● **Action item**:
Write out the data word for word and drop any picture you find.

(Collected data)
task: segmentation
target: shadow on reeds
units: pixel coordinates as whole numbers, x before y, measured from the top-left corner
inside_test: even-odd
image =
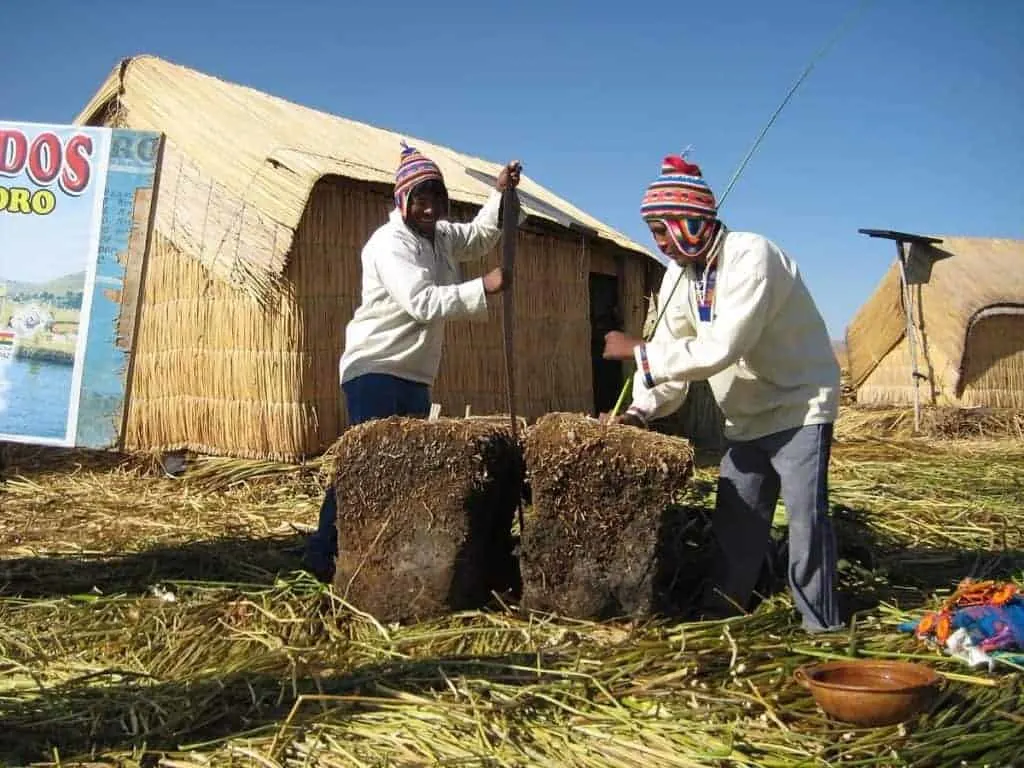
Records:
[[[24,765],[53,759],[56,750],[61,763],[70,765],[78,756],[144,749],[155,764],[160,753],[209,749],[243,733],[272,739],[286,722],[297,728],[311,717],[338,722],[349,712],[400,706],[392,690],[429,696],[449,691],[451,680],[460,677],[517,686],[561,679],[538,668],[554,661],[513,653],[399,661],[323,677],[315,670],[294,670],[290,676],[286,668],[281,677],[240,670],[170,682],[136,677],[114,685],[92,677],[48,689],[36,699],[0,701],[0,760]],[[301,696],[320,698],[303,702],[288,722]]]
[[[224,537],[122,555],[68,554],[0,559],[0,596],[46,598],[142,594],[170,581],[271,584],[300,570],[306,537]]]
[[[700,610],[714,547],[712,508],[673,505],[658,525],[652,611],[660,618],[685,621]]]
[[[710,510],[704,510],[710,514]],[[977,580],[1013,579],[1024,572],[1024,550],[1008,547],[977,549],[963,547],[904,546],[879,535],[870,525],[877,513],[833,506],[838,559],[840,610],[845,621],[853,613],[868,613],[885,603],[905,611],[933,607],[935,593],[952,592],[965,578]],[[769,550],[770,571],[763,570],[751,597],[753,611],[772,595],[789,588],[787,527],[772,529]],[[713,547],[701,553],[701,563],[710,568]],[[700,568],[691,572],[685,587],[693,589]],[[678,615],[678,614],[676,614]],[[684,618],[694,618],[684,614]]]
[[[0,442],[0,481],[14,473],[37,477],[65,473],[69,469],[93,472],[132,470],[152,476],[164,473],[160,455],[155,452],[126,454],[89,448]]]
[[[1024,570],[1024,550],[955,546],[904,546],[870,525],[878,514],[835,506],[840,590],[851,611],[880,603],[915,610],[933,593],[953,590],[965,578],[1009,579]]]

● **Answer space**:
task: segmentation
target: shadow on reeds
units: pixel coordinates as whole numbers, x before y, measured from the top-left corner
inside_test: even-odd
image =
Records:
[[[24,765],[53,759],[56,750],[61,763],[70,765],[78,756],[144,749],[155,764],[160,753],[209,749],[243,733],[272,739],[286,722],[297,728],[311,717],[338,722],[349,712],[400,706],[392,690],[429,696],[449,691],[451,680],[460,677],[517,686],[561,679],[538,668],[554,661],[513,653],[399,661],[323,677],[315,670],[294,670],[290,676],[286,668],[281,677],[240,670],[170,682],[136,677],[114,685],[92,677],[48,689],[36,699],[0,701],[0,760]],[[301,696],[320,698],[303,702],[288,722]]]
[[[224,537],[122,555],[68,554],[0,559],[0,596],[46,598],[142,594],[170,581],[271,584],[300,570],[306,537]]]
[[[700,610],[714,547],[712,508],[673,505],[658,525],[652,611],[660,618],[685,621]]]
[[[710,510],[704,510],[710,514]],[[977,580],[1013,579],[1024,572],[1024,550],[1008,547],[977,549],[963,547],[904,546],[879,535],[870,525],[877,513],[833,506],[838,559],[840,610],[845,621],[853,613],[868,613],[885,603],[905,611],[933,607],[935,593],[952,592],[965,578]],[[769,550],[770,571],[763,570],[751,597],[753,611],[772,595],[789,588],[787,527],[772,529]],[[713,547],[701,553],[701,563],[710,568]],[[700,568],[691,572],[685,587],[693,589]],[[678,615],[678,614],[676,614]],[[684,618],[694,618],[684,614]]]
[[[0,442],[0,481],[14,473],[37,477],[65,473],[69,469],[93,472],[132,470],[152,476],[164,473],[160,455],[155,452],[126,454],[89,448]]]
[[[1024,570],[1024,550],[955,546],[904,546],[870,525],[878,514],[835,506],[840,590],[851,611],[880,603],[915,610],[933,593],[953,590],[965,578],[1009,579]]]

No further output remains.